■ **取り組む課題**
1 – 下に掲げる息子の恋愛を見守る親の文章で、「」で囲まれている言葉は何ですか?漏れなく挙げてください。
2 – 下にある息子の恋愛を見守る親の文章を、最後の一文の後から書き継いでもらえますか?

■ **本文抜粋**
>>>>>

心配は尽きないけれど……温かく見守っていきたい

電話などで時には恋愛相談もしてくれるものの、遠く離れた地で寮生活を送っているコチ丸が、彼女とどんな恋愛をしているのか知ることはできません。

2人のお付き合いを温かく見守りたい……と思う反面、ちょっとした失敗もありました。連休中に彼女の家に泊まりに行くと言い出したコチ丸。あちらのご両親も了承しているのなら……と最初はOKしたものの、日が近づくごとに心配になり、ついつい間際で「やっぱりコチ丸はホテルに泊まったら?彼女の親御さんにも印象が良くないと思うよ」と中途半端に口を挟んでしまい、温厚なコチ丸を珍しく怒らせてしまいました。

「何で今さらそんなこと言うの?」というコチ丸に「しまったな……」と後悔しました。とはいえ、親の言葉を振り切ってでも選んだ行動ならそこに責任が伴うことも理解してほしい、若い2人はそこまでは考えていないかもしれないですが、やはり2人が長く幸せに続いてほしいからこその私の思いを、改めて伝えて、その上で「2人でよく考えて行動して」という話で締めくくりました。

一緒にいたい思いが先行してしまう気持ちも、私も若い頃に通ってきた道なのでよく分かります。しかし、親の立場となった今、当時の私の親の気持ちも痛感した出来事でした。どこまで私が親として大事なことを伝えられたのかは分かりませんが、それはこれからコチ丸が感じていってくれることなのかなと思い、心配しつつも楽しみでもある今日この頃です。
執筆/あき

(監修:初川先生より)

<<<<<

■ **提供された行**
>>>>>

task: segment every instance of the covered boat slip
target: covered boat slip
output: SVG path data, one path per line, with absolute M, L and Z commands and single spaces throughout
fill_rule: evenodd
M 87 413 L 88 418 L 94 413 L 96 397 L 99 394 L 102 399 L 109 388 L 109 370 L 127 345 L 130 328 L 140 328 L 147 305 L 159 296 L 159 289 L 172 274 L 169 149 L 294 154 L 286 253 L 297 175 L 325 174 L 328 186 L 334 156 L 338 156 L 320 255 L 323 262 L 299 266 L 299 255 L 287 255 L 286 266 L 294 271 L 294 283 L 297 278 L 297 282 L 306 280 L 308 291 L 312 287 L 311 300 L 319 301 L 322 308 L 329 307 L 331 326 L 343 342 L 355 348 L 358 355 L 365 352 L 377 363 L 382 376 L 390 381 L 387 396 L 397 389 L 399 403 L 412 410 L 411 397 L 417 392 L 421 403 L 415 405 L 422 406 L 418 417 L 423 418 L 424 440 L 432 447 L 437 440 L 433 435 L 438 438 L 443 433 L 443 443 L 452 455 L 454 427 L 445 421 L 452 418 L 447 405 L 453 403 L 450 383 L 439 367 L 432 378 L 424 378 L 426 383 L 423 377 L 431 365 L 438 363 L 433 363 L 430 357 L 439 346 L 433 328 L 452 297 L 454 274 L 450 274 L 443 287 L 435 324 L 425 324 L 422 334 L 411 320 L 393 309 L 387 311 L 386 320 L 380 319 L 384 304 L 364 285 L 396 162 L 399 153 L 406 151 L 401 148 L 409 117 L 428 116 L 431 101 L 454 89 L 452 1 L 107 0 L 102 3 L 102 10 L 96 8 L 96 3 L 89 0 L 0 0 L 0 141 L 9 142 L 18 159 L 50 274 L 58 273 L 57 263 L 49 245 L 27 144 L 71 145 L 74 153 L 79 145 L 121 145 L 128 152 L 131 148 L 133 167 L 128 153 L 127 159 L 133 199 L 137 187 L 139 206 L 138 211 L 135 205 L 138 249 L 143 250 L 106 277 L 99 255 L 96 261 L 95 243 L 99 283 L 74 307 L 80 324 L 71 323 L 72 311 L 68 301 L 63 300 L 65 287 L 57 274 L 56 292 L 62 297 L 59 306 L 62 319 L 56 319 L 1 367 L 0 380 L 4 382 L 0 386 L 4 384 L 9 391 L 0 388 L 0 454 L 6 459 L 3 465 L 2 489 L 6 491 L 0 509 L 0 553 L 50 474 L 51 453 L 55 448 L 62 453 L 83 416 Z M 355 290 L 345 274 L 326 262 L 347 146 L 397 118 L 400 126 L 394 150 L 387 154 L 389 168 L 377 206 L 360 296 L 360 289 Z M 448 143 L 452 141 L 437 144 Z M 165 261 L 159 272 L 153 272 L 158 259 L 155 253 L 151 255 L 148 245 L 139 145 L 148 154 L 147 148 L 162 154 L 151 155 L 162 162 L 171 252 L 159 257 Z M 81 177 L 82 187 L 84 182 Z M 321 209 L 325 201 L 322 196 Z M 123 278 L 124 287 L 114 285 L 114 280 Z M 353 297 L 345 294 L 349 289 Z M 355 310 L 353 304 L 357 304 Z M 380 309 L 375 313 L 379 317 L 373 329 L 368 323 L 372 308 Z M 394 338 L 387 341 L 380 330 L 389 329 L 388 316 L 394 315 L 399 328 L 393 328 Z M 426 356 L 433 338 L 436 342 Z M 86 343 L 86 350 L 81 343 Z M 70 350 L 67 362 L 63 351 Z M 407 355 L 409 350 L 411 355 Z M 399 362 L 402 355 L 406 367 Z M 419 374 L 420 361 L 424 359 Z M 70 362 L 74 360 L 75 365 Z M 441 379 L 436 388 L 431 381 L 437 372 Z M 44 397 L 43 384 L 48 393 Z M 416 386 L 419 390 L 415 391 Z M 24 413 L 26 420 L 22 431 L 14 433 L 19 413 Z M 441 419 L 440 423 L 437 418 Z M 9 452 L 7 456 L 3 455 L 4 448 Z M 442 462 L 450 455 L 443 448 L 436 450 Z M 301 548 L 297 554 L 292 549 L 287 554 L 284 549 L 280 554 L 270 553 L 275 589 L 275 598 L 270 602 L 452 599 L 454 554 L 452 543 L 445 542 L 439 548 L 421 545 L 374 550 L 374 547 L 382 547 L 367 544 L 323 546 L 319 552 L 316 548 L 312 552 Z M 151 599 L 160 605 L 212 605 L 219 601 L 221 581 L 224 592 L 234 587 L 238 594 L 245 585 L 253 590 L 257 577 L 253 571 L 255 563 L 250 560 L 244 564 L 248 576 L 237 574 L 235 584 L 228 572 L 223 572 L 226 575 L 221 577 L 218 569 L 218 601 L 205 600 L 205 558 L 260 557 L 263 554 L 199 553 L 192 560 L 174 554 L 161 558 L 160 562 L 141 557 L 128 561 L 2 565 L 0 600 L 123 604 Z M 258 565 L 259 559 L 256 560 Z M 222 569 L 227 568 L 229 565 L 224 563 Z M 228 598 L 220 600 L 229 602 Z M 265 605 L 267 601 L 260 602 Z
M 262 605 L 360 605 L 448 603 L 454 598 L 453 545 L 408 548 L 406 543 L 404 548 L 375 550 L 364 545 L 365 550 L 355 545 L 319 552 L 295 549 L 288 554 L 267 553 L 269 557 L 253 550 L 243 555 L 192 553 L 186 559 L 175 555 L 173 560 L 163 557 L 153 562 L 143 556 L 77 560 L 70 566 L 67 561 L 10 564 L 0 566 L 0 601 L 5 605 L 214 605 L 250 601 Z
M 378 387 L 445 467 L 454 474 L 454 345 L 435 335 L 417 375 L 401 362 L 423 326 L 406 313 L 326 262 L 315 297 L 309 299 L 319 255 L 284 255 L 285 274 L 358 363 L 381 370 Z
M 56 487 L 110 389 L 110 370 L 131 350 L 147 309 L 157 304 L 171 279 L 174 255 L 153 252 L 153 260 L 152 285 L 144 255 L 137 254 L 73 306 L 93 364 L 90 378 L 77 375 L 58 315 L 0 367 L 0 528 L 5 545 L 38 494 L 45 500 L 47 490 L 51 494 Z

<<<<<

■ **この課題の解答**
1 –
・「やっぱりコチ丸はホテルに泊まったら?彼女の親御さんにも印象が良くないと思うよ」
・「何で今さらそんなこと言うの?」
・「しまったな……」
・「2人でよく考えて行動して」

2 –
コチ丸くんに彼女ができたことをきっかけに性教育や恋愛について考えられたエピソードをありがとうございます。性教育や恋愛について、ゆくゆく考えなきゃと思いつつ、なかなかどう扱っていいか分からず悩まれている保護者の方は多いと思います。今の大人世代は、学校や家庭で性教育をしっかり受けてきた方は少ないように感じます。知識としての第二次性徴や妊娠、避妊等はあれども、どうやって妊娠に至るのか、どうやって男女関係をうまく築くのかなどは、教育や家庭外の、インフォーマルな場面(友だちから、本から、あるいはアダルト向け商品から)で知識を得た方も多いと思います。特に、発達障害や知的障害(知的発達症)などがある子にどうやって伝えようという面からすると、より一層難しく感じますね。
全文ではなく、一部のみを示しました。